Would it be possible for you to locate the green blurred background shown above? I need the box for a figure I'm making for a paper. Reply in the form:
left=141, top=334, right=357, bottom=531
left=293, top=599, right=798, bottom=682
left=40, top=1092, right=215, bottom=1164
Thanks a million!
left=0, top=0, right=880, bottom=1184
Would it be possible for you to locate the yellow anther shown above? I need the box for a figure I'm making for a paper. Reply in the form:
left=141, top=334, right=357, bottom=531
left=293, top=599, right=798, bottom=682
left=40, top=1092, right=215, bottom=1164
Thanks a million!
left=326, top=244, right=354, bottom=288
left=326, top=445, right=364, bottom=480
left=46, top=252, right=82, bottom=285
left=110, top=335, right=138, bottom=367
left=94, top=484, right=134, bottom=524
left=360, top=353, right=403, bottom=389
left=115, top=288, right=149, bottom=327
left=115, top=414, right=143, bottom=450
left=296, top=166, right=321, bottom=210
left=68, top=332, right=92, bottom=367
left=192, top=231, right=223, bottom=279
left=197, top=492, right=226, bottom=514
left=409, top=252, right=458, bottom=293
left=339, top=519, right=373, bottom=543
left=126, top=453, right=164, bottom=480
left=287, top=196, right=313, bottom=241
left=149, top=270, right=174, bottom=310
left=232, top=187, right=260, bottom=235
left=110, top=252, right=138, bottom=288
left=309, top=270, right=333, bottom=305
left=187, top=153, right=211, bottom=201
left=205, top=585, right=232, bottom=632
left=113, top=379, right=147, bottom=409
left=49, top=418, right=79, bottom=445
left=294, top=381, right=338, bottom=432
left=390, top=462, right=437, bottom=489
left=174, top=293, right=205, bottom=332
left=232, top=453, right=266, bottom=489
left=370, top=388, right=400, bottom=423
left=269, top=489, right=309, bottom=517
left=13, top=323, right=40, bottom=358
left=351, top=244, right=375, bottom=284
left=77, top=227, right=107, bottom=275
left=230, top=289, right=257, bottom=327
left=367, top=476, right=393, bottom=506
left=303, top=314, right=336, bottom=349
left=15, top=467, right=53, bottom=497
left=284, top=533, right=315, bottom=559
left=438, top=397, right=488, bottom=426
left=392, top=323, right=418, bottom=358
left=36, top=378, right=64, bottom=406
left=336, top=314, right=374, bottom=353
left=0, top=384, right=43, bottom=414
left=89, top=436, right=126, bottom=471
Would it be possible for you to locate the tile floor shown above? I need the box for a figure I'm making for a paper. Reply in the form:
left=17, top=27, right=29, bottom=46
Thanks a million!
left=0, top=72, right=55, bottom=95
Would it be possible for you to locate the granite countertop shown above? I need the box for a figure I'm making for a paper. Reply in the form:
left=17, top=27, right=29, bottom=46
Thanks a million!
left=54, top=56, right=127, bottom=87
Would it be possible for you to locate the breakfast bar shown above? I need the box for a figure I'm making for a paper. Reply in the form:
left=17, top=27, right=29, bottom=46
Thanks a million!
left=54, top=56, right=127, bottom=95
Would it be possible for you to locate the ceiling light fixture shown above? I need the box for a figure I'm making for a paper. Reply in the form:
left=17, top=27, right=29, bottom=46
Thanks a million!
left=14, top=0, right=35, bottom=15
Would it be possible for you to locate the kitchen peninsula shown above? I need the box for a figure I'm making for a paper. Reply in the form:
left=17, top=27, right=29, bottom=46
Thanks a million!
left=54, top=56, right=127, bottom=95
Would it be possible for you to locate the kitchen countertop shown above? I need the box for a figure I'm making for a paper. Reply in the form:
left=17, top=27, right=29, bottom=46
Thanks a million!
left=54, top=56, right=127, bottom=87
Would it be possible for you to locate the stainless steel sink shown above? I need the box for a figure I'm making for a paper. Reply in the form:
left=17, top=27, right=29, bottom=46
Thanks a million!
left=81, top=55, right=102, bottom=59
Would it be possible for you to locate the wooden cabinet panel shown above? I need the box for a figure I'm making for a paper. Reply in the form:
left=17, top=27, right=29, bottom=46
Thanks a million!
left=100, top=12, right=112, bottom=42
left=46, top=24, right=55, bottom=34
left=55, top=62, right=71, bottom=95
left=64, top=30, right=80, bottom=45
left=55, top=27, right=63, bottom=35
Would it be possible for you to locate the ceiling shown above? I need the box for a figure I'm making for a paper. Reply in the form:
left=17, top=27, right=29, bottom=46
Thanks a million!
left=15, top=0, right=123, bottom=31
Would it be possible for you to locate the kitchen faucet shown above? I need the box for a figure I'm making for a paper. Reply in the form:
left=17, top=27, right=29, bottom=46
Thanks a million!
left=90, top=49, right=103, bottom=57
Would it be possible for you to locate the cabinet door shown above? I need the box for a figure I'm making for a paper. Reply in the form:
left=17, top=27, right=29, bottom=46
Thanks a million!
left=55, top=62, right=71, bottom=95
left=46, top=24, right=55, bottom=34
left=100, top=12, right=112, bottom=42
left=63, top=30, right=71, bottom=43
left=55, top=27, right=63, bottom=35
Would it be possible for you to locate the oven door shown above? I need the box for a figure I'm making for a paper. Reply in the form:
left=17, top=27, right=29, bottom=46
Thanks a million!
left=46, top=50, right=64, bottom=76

◆ Stated task ◆
Reproduce the portion of the records that opens with the line containing "Would it be possible for you to locate the yellow" and closes with the line containing "left=115, top=288, right=149, bottom=327", substituting "diagram" for "figure" and leaving everything else unchanged.

◆ Written solution ◆
Would it be possible for you to locate the yellow anther shown above? I need the box for a diagram I'm making for a paper. Reply in the form:
left=141, top=334, right=357, bottom=531
left=293, top=599, right=798, bottom=682
left=40, top=1092, right=215, bottom=1164
Thanks a million!
left=326, top=244, right=354, bottom=288
left=326, top=445, right=364, bottom=480
left=46, top=252, right=82, bottom=285
left=110, top=335, right=138, bottom=367
left=94, top=484, right=134, bottom=524
left=360, top=353, right=403, bottom=389
left=115, top=288, right=149, bottom=327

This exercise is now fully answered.